* [STATED PROBLEM A]:
In the blog posts below, reproduce word for word the passage starting at "Confession Time" and ending at "and so pretty.".
* [STATED PROBLEM B]:
Decide whether each statement agrees with the blog posts below, answering yes or no and quoting the words that settle it: (i) Trinity beat Williams 20 - 13. (ii) Gallaudet Hall was torn down last year. (iii) The number of deaf students at the school is growing.
* [STATED PROBLEM C]:
Using the blog posts below, answer these questions: (i) In what year did Trinity last lose a football game in its own stadium? (ii) In what city and state is the Municipal Building? (iii) What is the name of the main building at the American School for the Deaf?

* [DOCUMENT EXCERPT]:

---

Monday, September 30, 2013

Confession Time


When I come across a photographer taking engagement or wedding photographs,
I sometimes raise my camera and take a few of my own.
The brides always look so happy and so pretty.


Is that creepy?  Am I the only one who does it?

Municipal Building, Hartford, Connecticut

Sunday, September 29, 2013

Football


Trinity College played Williams yesterday in Hartford.  Trinity won
20 - 13, for its 48th consecutive home victory.  The last time Trinity
lost a football game in its own stadium was in 2001.


I don't think Willams' coach was yelling at me.
But, it sure felt like it.


Saturday, September 28, 2013

American School for the Deaf



Last year I showed Gallaudet Hall, the main building at the American School for the Deaf.  It has become too expensive to maintain for a declining enrollment of deaf students.  So, the school built a new, smaller building in front of it.  The new building was ready for the start of school and gets good marks from the students.  Gallaudet will be demolished next year.

---

* [GIVEN MATERIAL]:
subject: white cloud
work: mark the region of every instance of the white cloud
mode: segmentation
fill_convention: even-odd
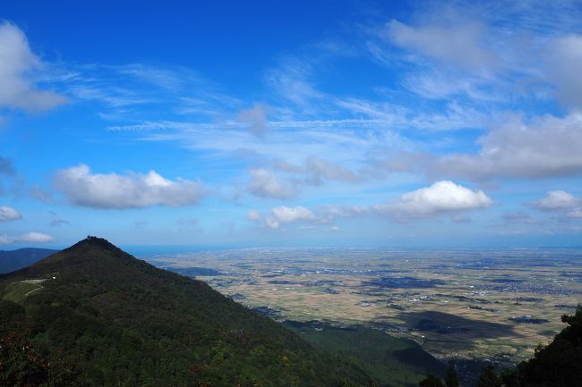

---

* [RESULT A]:
Confession Time


When I come across a photographer taking engagement or wedding photographs,
I sometimes raise my camera and take a few of my own.
The brides always look so happy and so pretty.

* [RESULT B]:
(i) Yes: "Trinity won 20 - 13"
(ii) No: "Gallaudet will be demolished next year."
(iii) No: "a declining enrollment of deaf students"

* [RESULT C]:
(i) 2001
(ii) Hartford, Connecticut
(iii) Gallaudet Hall